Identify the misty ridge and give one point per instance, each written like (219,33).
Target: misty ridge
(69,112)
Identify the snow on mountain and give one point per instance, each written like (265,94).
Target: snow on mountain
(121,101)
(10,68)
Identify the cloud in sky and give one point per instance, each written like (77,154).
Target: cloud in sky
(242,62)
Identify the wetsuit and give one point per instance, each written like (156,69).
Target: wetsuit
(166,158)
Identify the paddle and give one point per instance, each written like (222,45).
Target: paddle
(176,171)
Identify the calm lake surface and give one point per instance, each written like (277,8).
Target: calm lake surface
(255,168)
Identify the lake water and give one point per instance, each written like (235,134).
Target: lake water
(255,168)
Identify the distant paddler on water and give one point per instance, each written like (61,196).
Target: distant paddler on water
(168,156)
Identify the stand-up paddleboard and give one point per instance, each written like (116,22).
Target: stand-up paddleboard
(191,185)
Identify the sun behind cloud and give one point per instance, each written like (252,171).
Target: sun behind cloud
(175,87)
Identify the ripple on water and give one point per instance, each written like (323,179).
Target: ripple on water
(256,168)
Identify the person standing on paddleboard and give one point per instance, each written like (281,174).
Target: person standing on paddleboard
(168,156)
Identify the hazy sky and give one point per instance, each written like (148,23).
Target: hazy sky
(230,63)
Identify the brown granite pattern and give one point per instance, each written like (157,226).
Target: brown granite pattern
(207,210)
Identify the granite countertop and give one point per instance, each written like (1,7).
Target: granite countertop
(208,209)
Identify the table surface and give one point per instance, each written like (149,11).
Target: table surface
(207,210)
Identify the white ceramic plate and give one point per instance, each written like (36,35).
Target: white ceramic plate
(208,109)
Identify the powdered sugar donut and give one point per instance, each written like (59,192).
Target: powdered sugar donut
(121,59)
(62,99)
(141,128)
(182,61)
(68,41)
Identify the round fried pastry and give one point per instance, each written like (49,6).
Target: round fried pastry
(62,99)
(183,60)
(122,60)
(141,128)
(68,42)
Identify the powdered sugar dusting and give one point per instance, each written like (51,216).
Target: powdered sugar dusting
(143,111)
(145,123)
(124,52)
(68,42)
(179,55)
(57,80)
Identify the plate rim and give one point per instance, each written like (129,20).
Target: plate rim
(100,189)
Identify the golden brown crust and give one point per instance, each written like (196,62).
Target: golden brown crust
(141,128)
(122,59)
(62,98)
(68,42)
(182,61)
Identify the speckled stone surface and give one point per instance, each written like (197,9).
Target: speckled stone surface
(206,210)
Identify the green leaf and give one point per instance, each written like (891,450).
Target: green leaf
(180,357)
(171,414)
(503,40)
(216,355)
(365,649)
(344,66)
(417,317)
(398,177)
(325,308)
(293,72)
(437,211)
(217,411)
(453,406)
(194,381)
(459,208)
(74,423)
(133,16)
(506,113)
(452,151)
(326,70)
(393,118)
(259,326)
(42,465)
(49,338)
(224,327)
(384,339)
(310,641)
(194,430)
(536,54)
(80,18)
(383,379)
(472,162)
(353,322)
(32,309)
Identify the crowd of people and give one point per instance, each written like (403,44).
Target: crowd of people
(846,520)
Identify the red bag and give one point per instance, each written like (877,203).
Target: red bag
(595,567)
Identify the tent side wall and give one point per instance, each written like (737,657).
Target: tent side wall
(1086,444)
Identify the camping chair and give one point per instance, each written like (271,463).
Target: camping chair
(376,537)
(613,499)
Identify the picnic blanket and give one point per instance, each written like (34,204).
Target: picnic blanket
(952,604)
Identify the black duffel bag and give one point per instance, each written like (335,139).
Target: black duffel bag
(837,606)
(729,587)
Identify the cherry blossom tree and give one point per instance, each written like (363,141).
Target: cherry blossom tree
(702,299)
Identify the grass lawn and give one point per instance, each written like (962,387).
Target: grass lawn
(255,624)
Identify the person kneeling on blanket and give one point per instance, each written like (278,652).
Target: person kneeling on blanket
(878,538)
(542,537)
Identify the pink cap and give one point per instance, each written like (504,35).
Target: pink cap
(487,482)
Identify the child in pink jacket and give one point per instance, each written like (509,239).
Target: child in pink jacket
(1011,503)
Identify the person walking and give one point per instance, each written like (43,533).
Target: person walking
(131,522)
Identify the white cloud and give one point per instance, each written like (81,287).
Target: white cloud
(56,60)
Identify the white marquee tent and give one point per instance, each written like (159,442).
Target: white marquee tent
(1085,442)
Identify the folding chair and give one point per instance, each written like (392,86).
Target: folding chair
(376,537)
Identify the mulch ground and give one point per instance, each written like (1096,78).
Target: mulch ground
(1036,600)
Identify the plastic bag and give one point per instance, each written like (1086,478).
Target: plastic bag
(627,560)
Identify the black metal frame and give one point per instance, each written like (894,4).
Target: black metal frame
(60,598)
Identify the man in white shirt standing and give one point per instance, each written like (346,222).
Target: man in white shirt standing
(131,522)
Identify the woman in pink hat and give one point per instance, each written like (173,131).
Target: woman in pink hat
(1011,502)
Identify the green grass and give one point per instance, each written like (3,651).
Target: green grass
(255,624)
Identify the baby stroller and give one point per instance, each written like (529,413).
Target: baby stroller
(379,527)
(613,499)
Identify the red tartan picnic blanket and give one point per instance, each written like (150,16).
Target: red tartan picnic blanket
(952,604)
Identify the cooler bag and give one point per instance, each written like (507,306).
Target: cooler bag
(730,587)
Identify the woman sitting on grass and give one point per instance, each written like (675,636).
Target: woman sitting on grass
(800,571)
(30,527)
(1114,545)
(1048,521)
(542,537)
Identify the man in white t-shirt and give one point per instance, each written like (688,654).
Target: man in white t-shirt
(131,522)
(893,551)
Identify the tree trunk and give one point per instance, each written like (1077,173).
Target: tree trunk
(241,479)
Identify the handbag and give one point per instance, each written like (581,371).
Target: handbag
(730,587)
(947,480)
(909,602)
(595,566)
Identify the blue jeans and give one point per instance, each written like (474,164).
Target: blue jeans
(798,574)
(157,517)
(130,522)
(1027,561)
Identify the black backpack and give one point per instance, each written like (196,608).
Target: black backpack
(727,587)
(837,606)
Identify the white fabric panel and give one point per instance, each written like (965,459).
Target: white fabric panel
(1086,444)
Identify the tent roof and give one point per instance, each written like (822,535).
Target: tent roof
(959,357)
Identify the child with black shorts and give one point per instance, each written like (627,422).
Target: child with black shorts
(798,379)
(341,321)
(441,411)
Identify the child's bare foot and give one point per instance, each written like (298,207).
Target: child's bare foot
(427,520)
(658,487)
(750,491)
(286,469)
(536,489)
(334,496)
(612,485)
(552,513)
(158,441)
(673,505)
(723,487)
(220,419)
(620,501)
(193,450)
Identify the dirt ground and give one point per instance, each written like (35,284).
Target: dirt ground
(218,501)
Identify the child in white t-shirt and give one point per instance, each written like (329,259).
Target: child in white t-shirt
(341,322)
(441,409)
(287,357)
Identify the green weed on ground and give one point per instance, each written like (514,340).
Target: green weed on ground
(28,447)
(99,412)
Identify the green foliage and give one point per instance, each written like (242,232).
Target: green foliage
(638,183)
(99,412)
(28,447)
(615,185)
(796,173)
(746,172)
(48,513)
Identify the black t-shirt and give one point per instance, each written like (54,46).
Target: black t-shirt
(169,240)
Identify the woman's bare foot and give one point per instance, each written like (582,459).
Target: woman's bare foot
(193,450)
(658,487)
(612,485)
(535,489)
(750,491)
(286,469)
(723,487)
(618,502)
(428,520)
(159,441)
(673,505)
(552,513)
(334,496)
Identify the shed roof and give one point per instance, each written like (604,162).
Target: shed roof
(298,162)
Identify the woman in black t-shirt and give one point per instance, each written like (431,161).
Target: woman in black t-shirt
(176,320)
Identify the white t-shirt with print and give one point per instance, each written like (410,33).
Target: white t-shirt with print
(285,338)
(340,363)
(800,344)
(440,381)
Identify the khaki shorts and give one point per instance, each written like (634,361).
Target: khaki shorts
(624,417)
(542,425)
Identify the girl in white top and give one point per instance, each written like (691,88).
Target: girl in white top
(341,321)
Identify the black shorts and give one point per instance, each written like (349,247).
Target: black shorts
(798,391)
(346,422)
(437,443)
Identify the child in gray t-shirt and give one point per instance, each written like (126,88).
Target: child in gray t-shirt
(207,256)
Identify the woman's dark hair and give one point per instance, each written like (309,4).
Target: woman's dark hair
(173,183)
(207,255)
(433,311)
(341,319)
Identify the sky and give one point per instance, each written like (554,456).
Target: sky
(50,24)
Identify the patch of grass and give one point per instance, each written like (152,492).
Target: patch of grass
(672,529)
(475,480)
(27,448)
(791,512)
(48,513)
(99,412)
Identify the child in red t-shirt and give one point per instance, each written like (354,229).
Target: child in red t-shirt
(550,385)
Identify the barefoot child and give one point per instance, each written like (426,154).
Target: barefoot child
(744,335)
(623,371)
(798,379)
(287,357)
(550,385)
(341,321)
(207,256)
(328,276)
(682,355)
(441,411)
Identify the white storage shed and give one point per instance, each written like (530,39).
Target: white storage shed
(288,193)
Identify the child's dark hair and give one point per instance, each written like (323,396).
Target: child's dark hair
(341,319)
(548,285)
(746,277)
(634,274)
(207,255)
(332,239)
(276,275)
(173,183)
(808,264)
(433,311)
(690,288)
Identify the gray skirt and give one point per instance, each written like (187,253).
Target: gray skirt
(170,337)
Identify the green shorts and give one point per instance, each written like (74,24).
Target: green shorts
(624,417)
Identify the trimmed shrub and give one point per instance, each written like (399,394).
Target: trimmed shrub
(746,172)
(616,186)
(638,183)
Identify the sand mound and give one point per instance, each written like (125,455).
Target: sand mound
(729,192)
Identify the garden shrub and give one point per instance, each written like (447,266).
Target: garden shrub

==========

> **Aim of the task**:
Rewrite the listing from the line with "Identify the white storage" up to and including its final line, requests included. Multiply every point coordinate in the answers by 1.9 and round to whole numbers, with halves rounded up, leaving the numbers in the requests and their format samples unchanged.

> **Exercise response**:
Identify the white storage shed and give one point per instance, each written like (530,39).
Target: white storage shed
(547,367)
Identify the child's dark hair and give one point per instance, each written like (323,396).
Target: child's dark hair
(648,606)
(1041,542)
(1417,526)
(1205,521)
(393,485)
(631,454)
(524,523)
(329,348)
(1535,502)
(823,591)
(1311,547)
Identify the gray skirt and give one point per instance, each written like (187,253).
Target: gray skirt
(323,640)
Identify the green shorts and give one point per instance, each written like (74,24).
Target: green shorts
(1186,792)
Identify the trimmed shrub and give one point per instance, each written like (399,394).
Target: trimmed shrub
(1417,327)
(1170,353)
(1212,348)
Identify the sand mound and give one point per instance, each written like (125,455).
Target: sand mound
(1385,365)
Identify the garden shrub and give one point per instance, each written like (447,266).
Target: garden shrub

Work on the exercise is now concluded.